### Source extract ###

Tuesday, 25 November 2014

Feeding enrichment puzzles for your cat

Like their ancestors, the African Wildcat, domestic cats are programmed to hunt. Each part of the hunting activity – the stalk, pounce, play and kill – releases feel-good hormones called endorphins. Cats need to have frequent successful ‘kills’ to avoid frustration and are most likely to hunt at dawn and dusk.

Cats in the wild spend a lot of their time on frequent hunting expeditions, catching up to 12 small rodents per day. In comparison, our pet cats are given bowls of food, so a meal doesn’t take long to eat or make use of their great senses.

That’s why it’s a good idea to create interest at meal times by hiding food around the house for your cat to search out. Short games for a few minutes frequently throughout the day are also a good idea to mimic the cat's natural hunting activity.  Ensure that you spend a few minutes showing your cat how to use new feeding enrichment items so that they get the hang of it.

###

Jobs =>
1. List the parts of the hunting activity named in the cat feeding puzzles text.
2. Answer these from the cat feeding puzzles text:
(a) What are the feel-good hormones released during hunting called?
(b) How many small rodents per day can cats in the wild catch?
(c) What should you spend a few minutes doing when your cat gets new feeding enrichment items?
3. Reproduce the cat feeding puzzles text between "Like their ancestors, the" and "their great senses.", inclusive.

### Provided records ###

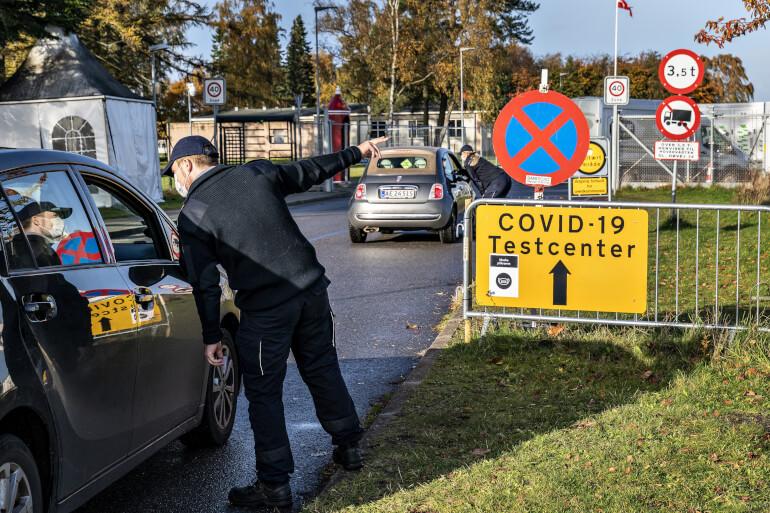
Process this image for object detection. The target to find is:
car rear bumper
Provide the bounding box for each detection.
[348,201,452,230]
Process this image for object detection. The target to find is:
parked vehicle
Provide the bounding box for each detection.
[0,150,239,513]
[348,146,474,243]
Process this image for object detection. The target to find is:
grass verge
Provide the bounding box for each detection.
[304,328,770,513]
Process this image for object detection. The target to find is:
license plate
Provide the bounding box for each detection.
[380,189,415,199]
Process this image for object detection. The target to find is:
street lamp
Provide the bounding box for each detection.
[150,43,170,111]
[460,46,476,146]
[187,82,195,135]
[313,5,337,192]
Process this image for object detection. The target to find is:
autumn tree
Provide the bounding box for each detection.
[212,0,283,107]
[76,0,210,97]
[284,16,315,105]
[0,0,93,76]
[695,0,770,48]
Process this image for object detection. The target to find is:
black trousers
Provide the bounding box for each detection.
[482,175,511,199]
[236,280,363,483]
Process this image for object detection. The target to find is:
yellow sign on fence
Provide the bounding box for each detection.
[476,205,648,313]
[572,176,607,196]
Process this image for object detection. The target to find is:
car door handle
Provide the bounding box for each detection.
[22,294,59,322]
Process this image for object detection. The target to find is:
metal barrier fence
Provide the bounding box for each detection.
[463,196,770,339]
[618,113,768,186]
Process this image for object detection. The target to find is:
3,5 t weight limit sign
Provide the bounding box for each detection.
[658,49,706,94]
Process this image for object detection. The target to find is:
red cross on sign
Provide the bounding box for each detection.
[492,91,590,187]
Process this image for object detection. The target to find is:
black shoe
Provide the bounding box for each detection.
[227,481,291,511]
[332,444,364,470]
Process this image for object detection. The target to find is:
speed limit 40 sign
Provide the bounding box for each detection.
[604,77,631,105]
[203,78,226,105]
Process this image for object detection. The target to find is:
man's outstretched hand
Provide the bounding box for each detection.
[358,137,388,159]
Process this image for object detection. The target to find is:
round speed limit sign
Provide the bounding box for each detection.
[658,49,705,94]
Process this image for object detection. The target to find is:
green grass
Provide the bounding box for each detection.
[303,329,770,513]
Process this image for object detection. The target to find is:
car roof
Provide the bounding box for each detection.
[0,148,118,175]
[380,146,448,157]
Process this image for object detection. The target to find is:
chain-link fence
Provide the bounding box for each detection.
[619,108,770,186]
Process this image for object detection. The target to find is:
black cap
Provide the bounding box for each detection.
[161,135,219,175]
[17,198,72,223]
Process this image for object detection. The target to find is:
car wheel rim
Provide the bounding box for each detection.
[211,346,235,430]
[0,462,34,513]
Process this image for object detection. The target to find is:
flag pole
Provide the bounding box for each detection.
[607,0,620,201]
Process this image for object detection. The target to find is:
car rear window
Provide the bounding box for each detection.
[368,155,436,176]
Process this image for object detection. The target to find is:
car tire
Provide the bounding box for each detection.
[438,210,457,244]
[0,435,45,513]
[181,330,241,447]
[348,225,367,244]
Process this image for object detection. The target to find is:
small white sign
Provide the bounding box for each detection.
[489,253,519,297]
[655,141,700,162]
[525,175,551,187]
[203,78,227,105]
[604,77,631,105]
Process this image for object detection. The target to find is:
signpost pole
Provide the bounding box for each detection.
[607,0,620,201]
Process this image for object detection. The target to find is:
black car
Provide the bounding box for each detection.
[0,150,239,513]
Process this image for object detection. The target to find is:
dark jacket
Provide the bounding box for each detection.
[178,147,361,344]
[464,155,511,194]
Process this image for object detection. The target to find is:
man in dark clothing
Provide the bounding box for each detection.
[167,133,386,508]
[460,144,511,198]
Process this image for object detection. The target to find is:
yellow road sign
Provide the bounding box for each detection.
[88,294,137,337]
[580,141,607,175]
[572,176,607,196]
[476,205,648,313]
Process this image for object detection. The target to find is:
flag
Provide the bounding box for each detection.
[618,0,634,18]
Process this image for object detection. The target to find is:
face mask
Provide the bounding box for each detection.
[174,173,187,198]
[41,217,64,241]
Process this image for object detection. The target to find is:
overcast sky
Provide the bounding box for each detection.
[189,0,770,101]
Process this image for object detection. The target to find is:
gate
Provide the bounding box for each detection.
[219,124,246,164]
[618,109,768,188]
[463,200,770,339]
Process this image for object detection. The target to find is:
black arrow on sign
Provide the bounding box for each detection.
[550,260,572,305]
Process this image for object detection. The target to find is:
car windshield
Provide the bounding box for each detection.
[368,153,436,176]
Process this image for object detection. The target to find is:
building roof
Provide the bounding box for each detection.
[0,29,141,102]
[216,103,367,123]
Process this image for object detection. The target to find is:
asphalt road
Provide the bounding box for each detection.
[78,199,462,513]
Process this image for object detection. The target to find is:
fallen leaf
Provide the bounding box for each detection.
[548,324,564,337]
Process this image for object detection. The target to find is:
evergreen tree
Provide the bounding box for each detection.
[212,0,283,108]
[285,16,315,105]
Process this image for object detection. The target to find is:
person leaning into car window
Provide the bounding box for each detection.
[10,198,72,269]
[164,136,387,508]
[460,144,511,198]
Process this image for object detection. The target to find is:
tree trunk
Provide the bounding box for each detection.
[388,0,400,128]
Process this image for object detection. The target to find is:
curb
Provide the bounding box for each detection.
[286,191,350,207]
[315,308,463,497]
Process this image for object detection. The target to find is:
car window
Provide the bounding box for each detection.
[367,154,436,176]
[441,155,455,182]
[3,171,104,270]
[83,175,169,262]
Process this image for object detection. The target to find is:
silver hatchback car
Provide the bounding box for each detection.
[348,147,474,243]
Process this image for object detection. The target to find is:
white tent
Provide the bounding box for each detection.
[0,30,162,200]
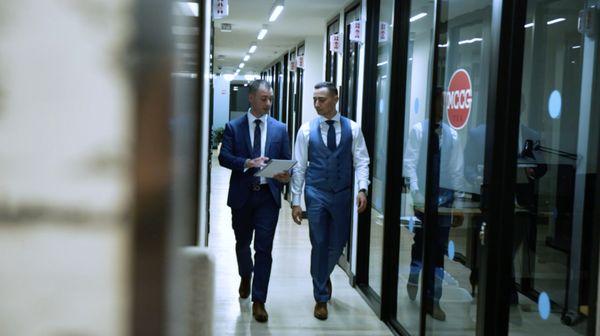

###

Task-by-task outputs =>
1.
stalk
pounce
play
kill

2.
(a) Endorphins.
(b) Up to 12.
(c) Showing your cat how to use them so that they get the hang of it.

3.
Like their ancestors, the African Wildcat, domestic cats are programmed to hunt. Each part of the hunting activity – the stalk, pounce, play and kill – releases feel-good hormones called endorphins. Cats need to have frequent successful ‘kills’ to avoid frustration and are most likely to hunt at dawn and dusk.

Cats in the wild spend a lot of their time on frequent hunting expeditions, catching up to 12 small rodents per day. In comparison, our pet cats are given bowls of food, so a meal doesn’t take long to eat or make use of their great senses.